What the exercise asks: Quote every one of the entries below verbatim, leaving nothing out.

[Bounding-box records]

--------

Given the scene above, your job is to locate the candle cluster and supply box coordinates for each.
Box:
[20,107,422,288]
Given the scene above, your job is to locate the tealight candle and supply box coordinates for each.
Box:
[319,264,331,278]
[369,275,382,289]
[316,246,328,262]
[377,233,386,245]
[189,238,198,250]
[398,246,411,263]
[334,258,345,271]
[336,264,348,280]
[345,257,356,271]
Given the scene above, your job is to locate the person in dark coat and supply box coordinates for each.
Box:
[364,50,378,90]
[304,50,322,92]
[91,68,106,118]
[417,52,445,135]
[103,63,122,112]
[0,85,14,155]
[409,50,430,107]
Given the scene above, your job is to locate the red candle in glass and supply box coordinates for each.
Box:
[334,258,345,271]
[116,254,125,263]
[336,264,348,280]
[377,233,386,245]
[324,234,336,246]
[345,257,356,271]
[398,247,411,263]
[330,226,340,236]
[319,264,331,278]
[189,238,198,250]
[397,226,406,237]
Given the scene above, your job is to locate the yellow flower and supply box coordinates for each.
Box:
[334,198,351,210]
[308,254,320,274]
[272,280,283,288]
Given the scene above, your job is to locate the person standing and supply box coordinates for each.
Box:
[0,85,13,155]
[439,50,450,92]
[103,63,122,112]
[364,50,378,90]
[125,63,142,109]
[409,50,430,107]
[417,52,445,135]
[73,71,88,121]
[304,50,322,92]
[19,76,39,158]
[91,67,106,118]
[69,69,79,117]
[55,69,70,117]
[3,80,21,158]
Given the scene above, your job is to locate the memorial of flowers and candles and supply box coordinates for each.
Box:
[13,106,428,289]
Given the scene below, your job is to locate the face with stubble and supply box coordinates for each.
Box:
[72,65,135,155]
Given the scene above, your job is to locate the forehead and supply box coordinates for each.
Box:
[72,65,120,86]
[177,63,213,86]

--------

Finished task:
Given the scene above, your job is to locate the candle cluster and supply box coordinates for each.
Box:
[20,107,422,288]
Given the scene above, your job is to locate the tealight candle and supply box coordinates for each.
Box:
[319,264,331,278]
[369,275,382,289]
[316,246,328,262]
[377,233,386,245]
[189,238,198,250]
[398,246,411,263]
[334,258,345,271]
[336,264,348,280]
[345,257,356,271]
Given the scene above, your job is to locate the person in dark coat and supply box coordinates for each.
Box:
[364,50,378,90]
[304,50,322,92]
[91,68,106,118]
[417,52,445,135]
[103,63,122,112]
[0,85,14,155]
[409,50,430,107]
Given the scene above, your job is to locate the red candle in glass and supply box coordinates for each.
Box:
[334,258,345,271]
[116,254,125,263]
[336,264,348,280]
[377,233,386,245]
[324,234,336,246]
[345,257,356,271]
[398,247,411,263]
[330,226,340,236]
[319,264,331,278]
[189,238,198,250]
[397,226,406,237]
Given the scene above, your job is to locate the yellow flower and supply box coordinates for each.
Box:
[334,198,351,210]
[308,254,320,274]
[272,280,283,288]
Given the scene above, your job is to locate the person standing and supply box coordinates for each.
Box:
[0,85,13,155]
[439,50,450,92]
[103,63,122,112]
[364,50,378,90]
[125,63,142,109]
[409,50,430,107]
[417,52,445,135]
[73,71,88,121]
[304,50,322,92]
[19,76,39,158]
[91,67,106,118]
[69,69,79,117]
[55,69,70,117]
[3,80,21,158]
Given the scene above, your job is to locate the memorial of flowers and candles and supply box coordinates for each.
Box:
[13,106,428,289]
Given the scene below, your job is to locate the face with stubble and supply box coordinates for each.
Box:
[72,65,135,155]
Given the scene above, your job is to locate the forehead and supply box coordinates for each.
Box:
[72,65,120,86]
[177,63,213,86]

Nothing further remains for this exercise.